* **To do**
Switch every "Found at" in the listing below to "Located at" and write the whole listing out again with nothing else changed.

* **Information given**
------------------------------------------------
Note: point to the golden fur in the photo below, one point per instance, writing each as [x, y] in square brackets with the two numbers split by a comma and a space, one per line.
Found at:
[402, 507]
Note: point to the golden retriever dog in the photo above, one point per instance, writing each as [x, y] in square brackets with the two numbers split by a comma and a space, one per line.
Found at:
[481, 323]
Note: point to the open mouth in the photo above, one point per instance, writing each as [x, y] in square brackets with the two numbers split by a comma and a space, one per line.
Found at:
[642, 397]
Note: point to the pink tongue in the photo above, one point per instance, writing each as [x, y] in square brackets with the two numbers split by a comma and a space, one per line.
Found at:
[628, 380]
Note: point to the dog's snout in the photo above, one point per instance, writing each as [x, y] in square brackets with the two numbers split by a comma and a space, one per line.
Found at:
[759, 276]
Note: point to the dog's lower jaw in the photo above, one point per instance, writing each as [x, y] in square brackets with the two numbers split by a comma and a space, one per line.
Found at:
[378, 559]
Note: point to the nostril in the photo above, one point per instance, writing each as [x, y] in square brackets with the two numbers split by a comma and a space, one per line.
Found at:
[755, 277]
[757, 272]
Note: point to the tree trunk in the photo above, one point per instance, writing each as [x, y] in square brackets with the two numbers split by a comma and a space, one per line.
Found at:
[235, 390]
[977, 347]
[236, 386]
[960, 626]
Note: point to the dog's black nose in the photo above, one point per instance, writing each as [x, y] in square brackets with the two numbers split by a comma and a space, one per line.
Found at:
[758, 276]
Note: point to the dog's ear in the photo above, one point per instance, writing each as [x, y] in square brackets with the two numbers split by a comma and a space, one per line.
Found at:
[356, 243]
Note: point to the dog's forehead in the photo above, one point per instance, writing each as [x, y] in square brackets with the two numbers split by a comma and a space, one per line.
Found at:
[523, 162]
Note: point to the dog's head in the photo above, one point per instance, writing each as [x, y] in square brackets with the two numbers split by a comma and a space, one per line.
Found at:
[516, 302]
------------------------------------------------
* **Full answer**
Note: point to the golden fur in the photo below, one point per instance, writing each as [x, y] in square brackets with the two numbers split by a comma and a space, one per line.
Located at:
[402, 507]
Note: point to the golden retriever dog in the photo above, one point per instance, writing each as [x, y] in square brackets with the two numbers split by a comma and a space, one per line.
Located at:
[481, 323]
Note: point to the open mouth in the photo above, one point per instance, writing each as [x, y] in square brackets with the two numbers split by a comma and a space, one per line.
Located at:
[642, 397]
Note: point to the pink tongue in the photo above, one point per instance, writing each as [x, y] in square brackets with the two numbers split by a comma and a space, one per line.
Located at:
[628, 380]
Note: point to the dog's snout in the photo above, one point per instance, writing each as [x, y] in square brackets with the two numbers split by a comma and a space, one per line.
Located at:
[759, 276]
Note: point to the dog's lower jaw in the photo above, one point per instance, writing each as [x, y] in square brackets with the two numbers split by a comma and a space, one per line.
Located at:
[378, 559]
Note: point to the nostril in the photo above, one point per instance, writing each as [x, y] in square brackets with the two numbers split by a comma and a space, one per line.
Located at:
[755, 277]
[757, 272]
Note: point to the tree trunk in the photo above, one point per instance, writing each as [x, y] in square brackets with the two numbers split by a comma and a space, one per line.
Located at:
[235, 390]
[977, 347]
[236, 386]
[960, 626]
Note: point to the dog's black nose in the photo above, one point per instance, writing each as [x, y] in square brackets with the two numbers split by a comma and a space, one per line.
Located at:
[758, 276]
Note: point to the dog's ear in the photo above, one point per instance, writing each as [x, y] in square brackets with the two numbers split by a comma and a space, one per line.
Located at:
[356, 243]
Note: point to the dog's forehead in the photo above, one point per instance, writing each as [x, y] in square brackets with the two numbers split by a comma and a space, one per line.
Located at:
[523, 162]
Note: point to the dog's head in the photo above, one point per instance, writing each as [x, y] in square brackets with the two numbers split by a comma and a space, one per line.
Located at:
[516, 302]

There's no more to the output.